- **WHAT YOU NEED TO DO**: Swap "Target" for "Object" throughout the entries below and reproduce them with nothing else changed. Omit the pictures from your reproduction.

[start PROVIDED DATA]

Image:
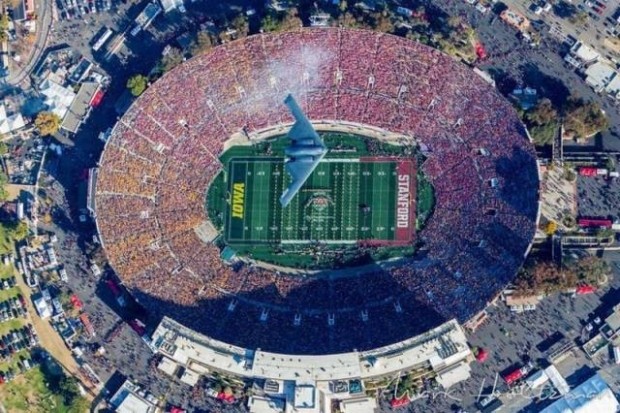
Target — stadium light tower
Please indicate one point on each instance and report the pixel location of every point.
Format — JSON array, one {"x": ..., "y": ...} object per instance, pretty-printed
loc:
[{"x": 304, "y": 153}]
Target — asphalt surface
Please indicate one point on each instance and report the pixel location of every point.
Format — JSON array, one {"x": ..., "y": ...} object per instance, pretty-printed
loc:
[
  {"x": 129, "y": 356},
  {"x": 44, "y": 24},
  {"x": 598, "y": 196}
]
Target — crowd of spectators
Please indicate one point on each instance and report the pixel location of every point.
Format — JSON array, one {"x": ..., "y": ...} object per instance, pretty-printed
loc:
[{"x": 163, "y": 154}]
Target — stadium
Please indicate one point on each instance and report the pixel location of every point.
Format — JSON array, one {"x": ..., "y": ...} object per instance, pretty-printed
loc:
[{"x": 165, "y": 154}]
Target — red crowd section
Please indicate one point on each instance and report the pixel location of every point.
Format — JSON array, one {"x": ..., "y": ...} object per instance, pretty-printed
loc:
[{"x": 163, "y": 154}]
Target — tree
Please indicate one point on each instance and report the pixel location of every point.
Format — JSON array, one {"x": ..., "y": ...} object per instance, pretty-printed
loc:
[
  {"x": 47, "y": 123},
  {"x": 383, "y": 23},
  {"x": 4, "y": 27},
  {"x": 276, "y": 22},
  {"x": 20, "y": 231},
  {"x": 172, "y": 59},
  {"x": 203, "y": 43},
  {"x": 455, "y": 21},
  {"x": 137, "y": 84},
  {"x": 610, "y": 163},
  {"x": 348, "y": 20},
  {"x": 4, "y": 195},
  {"x": 68, "y": 389},
  {"x": 584, "y": 119},
  {"x": 241, "y": 25}
]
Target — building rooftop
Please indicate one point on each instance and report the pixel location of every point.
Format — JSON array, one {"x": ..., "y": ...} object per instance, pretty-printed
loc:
[
  {"x": 258, "y": 404},
  {"x": 57, "y": 98},
  {"x": 10, "y": 123},
  {"x": 361, "y": 405},
  {"x": 80, "y": 107},
  {"x": 584, "y": 52},
  {"x": 599, "y": 75},
  {"x": 592, "y": 396}
]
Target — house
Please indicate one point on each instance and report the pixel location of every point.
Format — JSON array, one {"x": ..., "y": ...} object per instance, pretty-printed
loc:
[
  {"x": 10, "y": 123},
  {"x": 599, "y": 75},
  {"x": 581, "y": 55},
  {"x": 57, "y": 98}
]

[end PROVIDED DATA]

- **RIGHT ANSWER**:
Image:
Object — stadium light tower
Please indicate one point on each instance and report the pixel location of every point.
Format — JSON array, one {"x": ..., "y": ...} object per instance, pretty-printed
loc:
[{"x": 304, "y": 153}]
Object — asphalt surface
Please indicate one point on each instance and report the pixel location of every point.
Format — JSON array, one {"x": ..., "y": ...} object per instance, pretty-printed
loc:
[
  {"x": 129, "y": 356},
  {"x": 44, "y": 24},
  {"x": 598, "y": 196}
]
Object — crowd of spectators
Please indicate one point on each instance and report the pixel location of every point.
Format — JSON array, one {"x": ..., "y": ...} object per instance, pretty-printed
loc:
[{"x": 163, "y": 154}]
Object — stadium
Please indicate one point on each instance and report the pixel location of every point.
Format — JSON array, one {"x": ..., "y": ...} object per instance, pretty-printed
loc:
[{"x": 165, "y": 154}]
Object — red crowd section
Please indicate one point on each instance and report the pixel location of every point.
Format — JSON array, one {"x": ..., "y": ...} object per instance, pretty-printed
loc:
[{"x": 163, "y": 154}]
Object — tree
Please indicate one point on each instance and report the pixel location of every point.
Format — JSON array, one {"x": ..., "y": ...} object per instance, pretty-printed
loc:
[
  {"x": 47, "y": 123},
  {"x": 383, "y": 23},
  {"x": 4, "y": 27},
  {"x": 276, "y": 22},
  {"x": 20, "y": 231},
  {"x": 172, "y": 59},
  {"x": 203, "y": 43},
  {"x": 455, "y": 21},
  {"x": 137, "y": 84},
  {"x": 610, "y": 163},
  {"x": 348, "y": 20},
  {"x": 4, "y": 195},
  {"x": 68, "y": 389},
  {"x": 584, "y": 119},
  {"x": 241, "y": 25}
]
Object — building rooftop
Please indicate one point on each instance and report the pixel location of every point.
Format — JSON array, one {"x": ..., "y": ...} object per instance, pretty-printed
loc:
[
  {"x": 258, "y": 404},
  {"x": 57, "y": 98},
  {"x": 10, "y": 123},
  {"x": 361, "y": 405},
  {"x": 80, "y": 107},
  {"x": 584, "y": 52},
  {"x": 599, "y": 75},
  {"x": 592, "y": 396}
]
Object — house
Please indicate one point on each instance and report the pixel location of every point.
Format — JSON array, one {"x": ..., "y": ...} object per instance, pretty-printed
loc:
[
  {"x": 10, "y": 123},
  {"x": 599, "y": 75},
  {"x": 581, "y": 55},
  {"x": 57, "y": 98}
]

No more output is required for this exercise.